[Problem statement]: Copy out each line of the listing that has the word "trim" in it.

[Data records]:
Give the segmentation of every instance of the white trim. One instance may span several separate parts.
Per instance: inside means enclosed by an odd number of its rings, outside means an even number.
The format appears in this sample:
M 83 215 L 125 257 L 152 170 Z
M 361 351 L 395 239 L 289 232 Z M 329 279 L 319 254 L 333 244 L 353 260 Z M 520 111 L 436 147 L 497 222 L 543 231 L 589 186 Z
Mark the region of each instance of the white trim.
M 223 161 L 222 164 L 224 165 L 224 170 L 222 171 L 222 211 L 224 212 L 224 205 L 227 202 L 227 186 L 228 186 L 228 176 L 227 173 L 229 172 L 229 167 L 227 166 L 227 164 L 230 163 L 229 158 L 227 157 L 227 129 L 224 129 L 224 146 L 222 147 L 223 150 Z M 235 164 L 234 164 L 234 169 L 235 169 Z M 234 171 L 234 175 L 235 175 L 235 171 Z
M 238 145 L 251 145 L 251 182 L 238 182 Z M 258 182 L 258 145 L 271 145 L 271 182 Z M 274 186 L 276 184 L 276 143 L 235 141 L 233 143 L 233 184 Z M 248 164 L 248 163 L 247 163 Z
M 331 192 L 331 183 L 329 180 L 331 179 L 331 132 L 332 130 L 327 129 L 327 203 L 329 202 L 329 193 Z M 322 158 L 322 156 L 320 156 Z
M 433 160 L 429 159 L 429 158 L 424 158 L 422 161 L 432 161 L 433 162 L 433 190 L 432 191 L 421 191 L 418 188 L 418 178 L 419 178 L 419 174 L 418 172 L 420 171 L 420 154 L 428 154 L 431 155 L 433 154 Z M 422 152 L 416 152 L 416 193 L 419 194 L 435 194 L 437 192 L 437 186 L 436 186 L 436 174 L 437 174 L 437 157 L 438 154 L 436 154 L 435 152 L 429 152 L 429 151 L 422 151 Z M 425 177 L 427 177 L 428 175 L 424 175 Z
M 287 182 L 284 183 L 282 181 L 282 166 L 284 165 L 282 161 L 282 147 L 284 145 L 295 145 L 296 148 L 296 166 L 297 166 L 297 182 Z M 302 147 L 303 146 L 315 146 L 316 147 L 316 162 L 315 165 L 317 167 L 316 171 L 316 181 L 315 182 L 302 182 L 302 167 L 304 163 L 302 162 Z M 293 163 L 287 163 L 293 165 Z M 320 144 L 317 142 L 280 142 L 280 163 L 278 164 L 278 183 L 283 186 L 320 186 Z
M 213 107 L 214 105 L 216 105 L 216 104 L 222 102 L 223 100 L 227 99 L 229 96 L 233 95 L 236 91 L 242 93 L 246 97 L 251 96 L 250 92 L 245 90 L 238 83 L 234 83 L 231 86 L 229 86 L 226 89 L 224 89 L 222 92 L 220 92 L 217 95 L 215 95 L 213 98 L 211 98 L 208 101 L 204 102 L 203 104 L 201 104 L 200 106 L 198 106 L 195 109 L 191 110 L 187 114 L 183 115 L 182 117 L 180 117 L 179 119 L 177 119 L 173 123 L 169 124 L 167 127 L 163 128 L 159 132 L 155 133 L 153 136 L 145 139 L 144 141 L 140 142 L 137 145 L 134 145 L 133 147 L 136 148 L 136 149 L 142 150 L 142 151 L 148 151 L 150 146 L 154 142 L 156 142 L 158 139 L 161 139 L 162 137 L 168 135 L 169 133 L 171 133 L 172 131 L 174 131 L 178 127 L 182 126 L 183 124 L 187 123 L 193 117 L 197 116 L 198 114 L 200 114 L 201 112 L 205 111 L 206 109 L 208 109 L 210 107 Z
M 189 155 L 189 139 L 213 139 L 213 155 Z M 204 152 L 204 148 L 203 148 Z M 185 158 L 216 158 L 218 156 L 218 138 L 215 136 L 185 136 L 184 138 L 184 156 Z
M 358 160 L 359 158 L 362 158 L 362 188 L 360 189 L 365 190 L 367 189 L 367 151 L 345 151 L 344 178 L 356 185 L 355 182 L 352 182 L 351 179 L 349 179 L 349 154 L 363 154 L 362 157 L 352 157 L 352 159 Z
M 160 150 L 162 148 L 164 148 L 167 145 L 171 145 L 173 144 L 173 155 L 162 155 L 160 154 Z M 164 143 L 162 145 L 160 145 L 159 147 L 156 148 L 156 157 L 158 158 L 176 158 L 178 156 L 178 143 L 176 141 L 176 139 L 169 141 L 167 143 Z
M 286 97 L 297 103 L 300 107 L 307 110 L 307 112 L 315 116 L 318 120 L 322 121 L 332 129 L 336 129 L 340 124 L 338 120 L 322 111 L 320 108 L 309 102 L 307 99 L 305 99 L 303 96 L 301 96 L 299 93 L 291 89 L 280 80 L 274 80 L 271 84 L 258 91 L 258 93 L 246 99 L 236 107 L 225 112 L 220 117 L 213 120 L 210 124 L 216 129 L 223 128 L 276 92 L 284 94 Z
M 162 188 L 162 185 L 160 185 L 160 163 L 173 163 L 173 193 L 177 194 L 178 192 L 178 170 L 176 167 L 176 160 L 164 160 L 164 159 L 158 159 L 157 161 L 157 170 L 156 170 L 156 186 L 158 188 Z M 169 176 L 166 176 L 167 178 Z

[Your solution]:
Give the segmentation of every instance of the white trim. One instance may span several separate parts.
Mark the region of each instance of the white trim.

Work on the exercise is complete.